[Begin ROWS]

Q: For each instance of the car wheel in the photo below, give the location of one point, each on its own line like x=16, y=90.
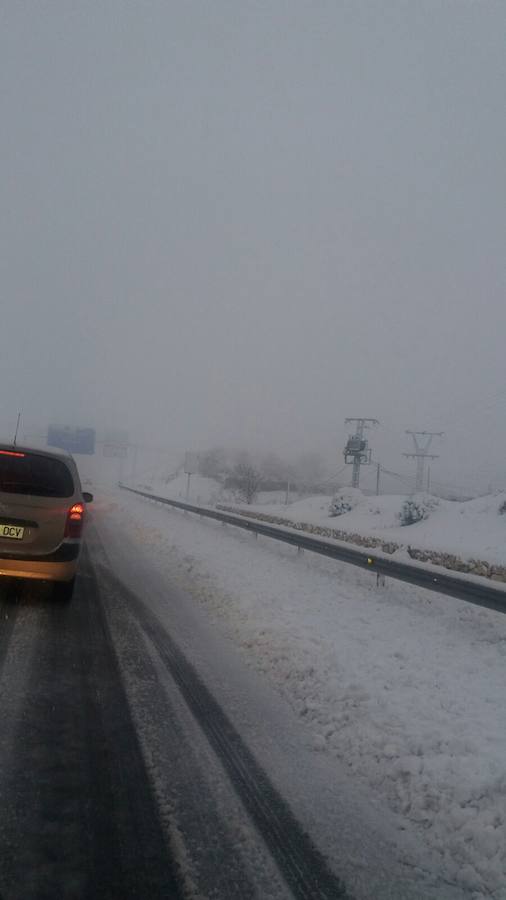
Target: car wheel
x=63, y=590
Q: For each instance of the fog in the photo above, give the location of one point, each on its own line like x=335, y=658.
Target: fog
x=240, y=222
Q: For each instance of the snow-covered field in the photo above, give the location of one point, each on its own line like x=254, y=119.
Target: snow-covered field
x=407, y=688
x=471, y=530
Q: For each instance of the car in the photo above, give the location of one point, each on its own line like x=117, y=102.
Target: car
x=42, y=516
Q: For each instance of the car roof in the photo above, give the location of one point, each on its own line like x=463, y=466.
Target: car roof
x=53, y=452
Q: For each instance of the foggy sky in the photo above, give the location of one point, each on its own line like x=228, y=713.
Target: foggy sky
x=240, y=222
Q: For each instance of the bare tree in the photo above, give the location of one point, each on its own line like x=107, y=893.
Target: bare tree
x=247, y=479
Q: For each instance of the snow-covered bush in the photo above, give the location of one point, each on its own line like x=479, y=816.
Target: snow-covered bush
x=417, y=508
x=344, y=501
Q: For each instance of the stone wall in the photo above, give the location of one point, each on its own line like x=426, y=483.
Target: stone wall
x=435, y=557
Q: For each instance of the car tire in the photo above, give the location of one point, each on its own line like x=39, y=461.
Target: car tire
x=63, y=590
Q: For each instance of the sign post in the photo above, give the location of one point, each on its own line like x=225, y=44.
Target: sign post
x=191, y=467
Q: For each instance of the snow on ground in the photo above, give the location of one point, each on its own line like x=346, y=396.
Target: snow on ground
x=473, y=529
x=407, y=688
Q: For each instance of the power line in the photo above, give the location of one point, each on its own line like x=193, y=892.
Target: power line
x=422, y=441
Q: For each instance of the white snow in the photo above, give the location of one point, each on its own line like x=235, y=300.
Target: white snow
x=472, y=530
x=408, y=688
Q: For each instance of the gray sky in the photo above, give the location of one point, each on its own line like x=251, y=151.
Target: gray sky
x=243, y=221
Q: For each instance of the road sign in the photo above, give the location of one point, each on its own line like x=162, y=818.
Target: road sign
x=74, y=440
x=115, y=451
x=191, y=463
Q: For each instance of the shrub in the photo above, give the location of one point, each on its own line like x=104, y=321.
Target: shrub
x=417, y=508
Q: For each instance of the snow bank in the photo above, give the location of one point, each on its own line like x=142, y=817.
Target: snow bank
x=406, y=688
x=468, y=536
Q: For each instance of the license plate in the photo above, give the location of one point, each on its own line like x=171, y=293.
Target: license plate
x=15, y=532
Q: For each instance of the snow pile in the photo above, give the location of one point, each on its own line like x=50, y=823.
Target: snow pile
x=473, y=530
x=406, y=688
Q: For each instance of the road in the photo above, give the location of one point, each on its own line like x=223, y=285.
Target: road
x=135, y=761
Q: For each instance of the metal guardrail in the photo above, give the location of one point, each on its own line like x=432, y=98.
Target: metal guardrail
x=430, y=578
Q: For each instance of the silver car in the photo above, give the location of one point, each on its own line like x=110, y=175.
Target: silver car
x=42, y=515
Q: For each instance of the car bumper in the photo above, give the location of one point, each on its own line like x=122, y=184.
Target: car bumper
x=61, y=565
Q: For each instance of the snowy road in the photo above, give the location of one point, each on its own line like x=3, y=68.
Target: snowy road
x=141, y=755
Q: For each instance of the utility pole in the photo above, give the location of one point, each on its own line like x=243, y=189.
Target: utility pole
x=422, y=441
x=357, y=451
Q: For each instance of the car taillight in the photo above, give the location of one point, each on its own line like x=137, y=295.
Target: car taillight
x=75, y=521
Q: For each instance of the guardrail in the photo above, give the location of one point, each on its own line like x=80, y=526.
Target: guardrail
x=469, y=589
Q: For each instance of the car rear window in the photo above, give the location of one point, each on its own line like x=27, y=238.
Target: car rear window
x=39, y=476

[End ROWS]
[Begin ROWS]

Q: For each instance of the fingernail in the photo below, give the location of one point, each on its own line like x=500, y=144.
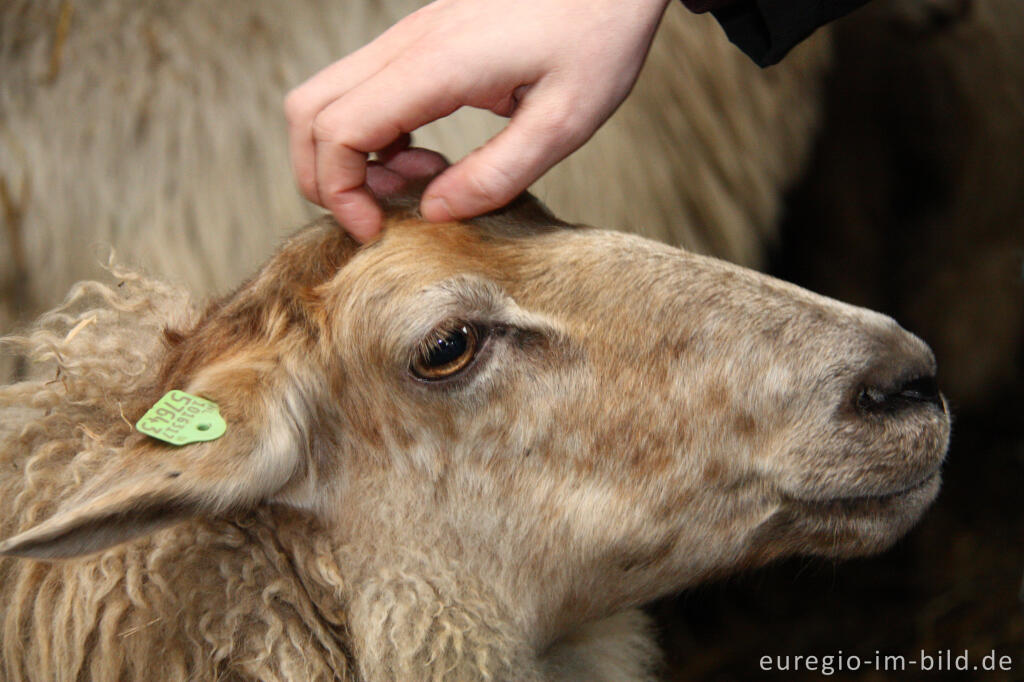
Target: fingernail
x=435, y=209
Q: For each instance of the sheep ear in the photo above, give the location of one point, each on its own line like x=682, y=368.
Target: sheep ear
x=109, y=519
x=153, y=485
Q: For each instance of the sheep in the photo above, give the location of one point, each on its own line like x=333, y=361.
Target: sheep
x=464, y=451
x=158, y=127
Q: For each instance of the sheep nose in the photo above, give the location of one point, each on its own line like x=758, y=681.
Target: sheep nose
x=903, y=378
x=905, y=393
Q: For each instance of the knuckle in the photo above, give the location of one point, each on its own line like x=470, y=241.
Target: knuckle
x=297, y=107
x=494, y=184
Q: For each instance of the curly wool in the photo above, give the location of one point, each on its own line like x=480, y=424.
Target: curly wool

[End ROWS]
[Begin ROWS]

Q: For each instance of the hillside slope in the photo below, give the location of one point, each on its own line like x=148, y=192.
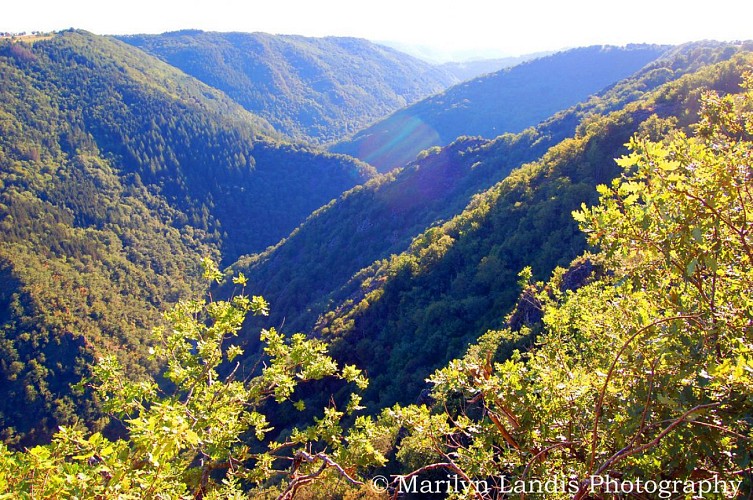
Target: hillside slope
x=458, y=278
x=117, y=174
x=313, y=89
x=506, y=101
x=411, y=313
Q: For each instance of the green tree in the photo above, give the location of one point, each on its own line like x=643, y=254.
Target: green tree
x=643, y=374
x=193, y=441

[End ROWS]

### WRITTEN REQUEST
Copy out the lines of the records above, beginning with the one containing "Q: For each instance of the sheep in" and continuing through the one containing "x=158, y=127", with both of those lines included.

### FINAL RESULT
Q: For each instance of the sheep in the photo above, give the location of one point, each on its own line like x=333, y=361.
Target: sheep
x=464, y=451
x=158, y=127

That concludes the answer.